Work instructions:
1/ In the article about the Santa Fe City Council resolution on Los Alamos National Laboratory, who is chairman of the Regional Coalition of LANL Communities board?
2/ Write a continuation of the news article on the Santa Fe City Council's resolution about cleanup and plutonium pit production at Los Alamos National Laboratory, beginning after its final sentence.

Extract provided:
__________________________________________________

The Santa Fe City Council is urging the U.S. Energy Department and New Mexico Environment Department to “strengthen” a 2016 consent order governing cleanup at the Los Alamos National Laboratory and also suspend any expanded plutonium pit production at the site “until safety issues are resolved.”
The resolution, passed Oct. 25, calls for additional characterization of legacy nuclear wastes, increased cleanup funding, and more safety training at LANL. It says the nuclear weapons lab received a poor grade in nuclear criticality safety in 2016 from the Defense Nuclear Facilities Safety Board.
The resolution cites safety problems ranging from the criticality level inside a glove box to the radiation release from a LANL-origin waste container inside the Waste Isolation Pilot Plant in 2014.
There were two contamination incidents reported in September involving workers at LANL carrying out tasks with a glove box, which is a sealed chamber where properly shielded technicians can handle fissile material.
The nongovernmental Nuclear Watch New Mexico, which has criticized the August 2016 consent agreement as being too weak to begin with, said in a news release it hopes other local governments will pass similar resolutions. Santa Fe is a member of the Regional Coalition of LANL Communities. Santa Fe Mayor Javier Gonzales is chairman of the regional board.

__________________________________________________

Recorded data:
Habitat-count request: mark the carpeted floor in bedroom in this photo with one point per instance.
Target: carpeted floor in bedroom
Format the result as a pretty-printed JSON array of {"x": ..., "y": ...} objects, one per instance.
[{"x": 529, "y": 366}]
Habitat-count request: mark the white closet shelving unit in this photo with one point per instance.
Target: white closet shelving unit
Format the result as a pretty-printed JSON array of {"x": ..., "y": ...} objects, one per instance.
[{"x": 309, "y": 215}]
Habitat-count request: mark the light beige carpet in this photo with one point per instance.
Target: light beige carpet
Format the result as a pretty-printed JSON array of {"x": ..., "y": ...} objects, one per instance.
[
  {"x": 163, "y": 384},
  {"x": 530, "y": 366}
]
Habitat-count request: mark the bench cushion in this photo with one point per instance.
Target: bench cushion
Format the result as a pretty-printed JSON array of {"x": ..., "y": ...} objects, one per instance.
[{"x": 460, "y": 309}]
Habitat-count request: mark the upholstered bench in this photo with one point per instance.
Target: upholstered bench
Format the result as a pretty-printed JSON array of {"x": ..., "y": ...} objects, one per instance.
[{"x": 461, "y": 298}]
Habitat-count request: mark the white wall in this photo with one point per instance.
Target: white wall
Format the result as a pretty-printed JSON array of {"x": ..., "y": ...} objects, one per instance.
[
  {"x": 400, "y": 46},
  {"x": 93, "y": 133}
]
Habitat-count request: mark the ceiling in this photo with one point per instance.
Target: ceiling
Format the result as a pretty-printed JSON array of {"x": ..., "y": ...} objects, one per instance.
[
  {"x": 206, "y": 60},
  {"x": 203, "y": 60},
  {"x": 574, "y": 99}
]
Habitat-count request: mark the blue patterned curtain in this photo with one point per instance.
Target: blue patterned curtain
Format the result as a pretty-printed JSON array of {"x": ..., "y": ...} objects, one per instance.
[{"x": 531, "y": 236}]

__________________________________________________

Responses in order:
1/ Santa Fe Mayor Javier Gonzales is chairman of the regional board.

2/
The 2016 consent decree revised a predecessor agreement from 2005 and reduced emphasis on hard deadlines for cleanup in favor of remediation “campaigns.”
“We do agree that there is a need for increased federal cleanup dollars at LANL,” said NMED spokesperson Allison Scott Majure. “The 2016 Consent Order, serves as a stronger tool for substantiating federal budget requests for greater cleanup funds by demonstrating tangible, measurable performance that is organized by achievable annual cleanup campaigns,” Majure said in an email.
NMED does not have jurisdiction over DOE pit production, Majure noted. That aspect of the lab’s work is managed under the auspices of DOE’s semiautonomous National Nuclear Security Administration.
A DOE spokesperson could not be reached for comment.